# best way to persue a police officer job?



## Guest (Jan 25, 2008)

Hi all, im currently a high school junior and i want to become a police officer i have since i was very little. My origanal plan was to goto collge for 4 years and get my CJ degree. A police officer in my town told me military is realisticly the only was to get a police job now a days. he says that you need the military preferance. whats your opinion on this? - Bobby


----------



## Gil (Jun 15, 1998)

He is 100% correct! Military and home town residence preference are basically the only way you are going to get hired. 

It's actually veteran status not military preference.


----------



## Guest (Jan 25, 2008)

If i had to go military, i was planning on joining the air force straight out of high school and be Security Forces (Military Police) I figured that this would give me a taste of what its like in some aspects.


----------



## Guest (Jan 25, 2008)

Looking at your spelling and grammar skills, you really should consider joining the Marines.


----------



## Mongo (Aug 10, 2006)

So long as he can spell *Honor, Integrity, Discipline, Tenacious, Guts,* *Class, and Kill, *We will take him.


----------



## wgciv (Jan 4, 2007)

Mongo said:


> So long as he can spell *Honor, Integrity, Discipline, Tenacious, Guts,* *Class, and Kill, *We will take him.


You forgot.. Commitment, Justice, Judgment, Decisiveness, Initiative, Dependability, Tact, Enthusiasm, Bearing, Unselfishness, Courage, Knowledge, Loyalty, Endurance, Obedience, Respect, Self Reliance, Team Work, and so on!


----------



## Guest (Jan 25, 2008)

Join a National Guard MP unit, which is almost guaranteed to be deployed. You'll spend a year+ in some third world hellhole, but come home with veteran's preference AND be immediately available to the job market.


----------



## Mongo (Aug 10, 2006)

wgciv said:


> You forgot.. Commitment, Justice, Judgment, Decisiveness, Initiative, Dependability, Tact, Enthusiasm, Bearing, Unselfishness, Courage, Knowledge, Loyalty, Endurance, Obedience, Respect, Self Reliance, Team Work, and so on!


Ya brother I didn't forget nothing, there are too many to list.


----------



## Guest (Jan 25, 2008)

wgciv said:


> You forgot.. Commitment, Justice, Judgment, Decisiveness, Initiative, Dependability, Tact, Enthusiasm, Bearing, Unselfishness, Courage, Knowledge, Loyalty, Endurance, Obedience, Respect, Self Reliance, Team Work, and so on!


Gee, I saw all that in the Army. Are you suggesting the other branches of the armed forces lack these things?


----------



## wgciv (Jan 4, 2007)

Delta784 said:


> Gee, I saw all that in the Army. Are you suggesting the other branches of the armed forces lack these things?

* _DATA PROVIDED_:
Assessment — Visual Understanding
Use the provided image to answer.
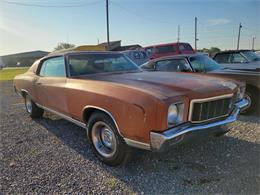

* _WHAT YOU NEED TO DO_:
1. In the police-career thread, which branch and role did the high school junior plan to join straight out of high school if military service were needed?
2. Continue the police-career thread from its last line.

* _RESPONSES PER TASK_:
1. The Air Force, serving in Security Forces (Military Police).

2.
Nope.. I went back and reviewed my post just to make sure and found nothing suggestive of that.


----------



## mpd61 (Aug 7, 2002)

wgciv said:


> Nope.. I went back and reviewed my post just to make sure and found nothing suggestive of that.


You forgot humility


----------



## HELPMe (Dec 17, 2004)

wgciv said:


> You forgot.. Commitment, Justice, Judgment, Decisiveness, Initiative, Dependability, Tact, Enthusiasm, Bearing, Unselfishness, Courage, Knowledge, Loyalty, Endurance, Obedience, Respect, Self Reliance, Team Work, and so on!


Leadership traits! Dont forget the 11 General Orders..


----------



## sgtsmithers (Oct 3, 2005)

All of the above suggestions are good. However, the easiest and quickest way to a career in law enforcement is to have your mom, sister or gay uncle marry a police chief.


----------



## Foxy85 (Mar 29, 2006)

My recruiter told me the Air Force was the smartest branch to join as an enlisted man. Its the only branch where Enlisted men send their officers into combat....haha

In all seriousness, the AF is great....Join the Air National Guard Security Forces....do it part time and get a degree.....its win/win....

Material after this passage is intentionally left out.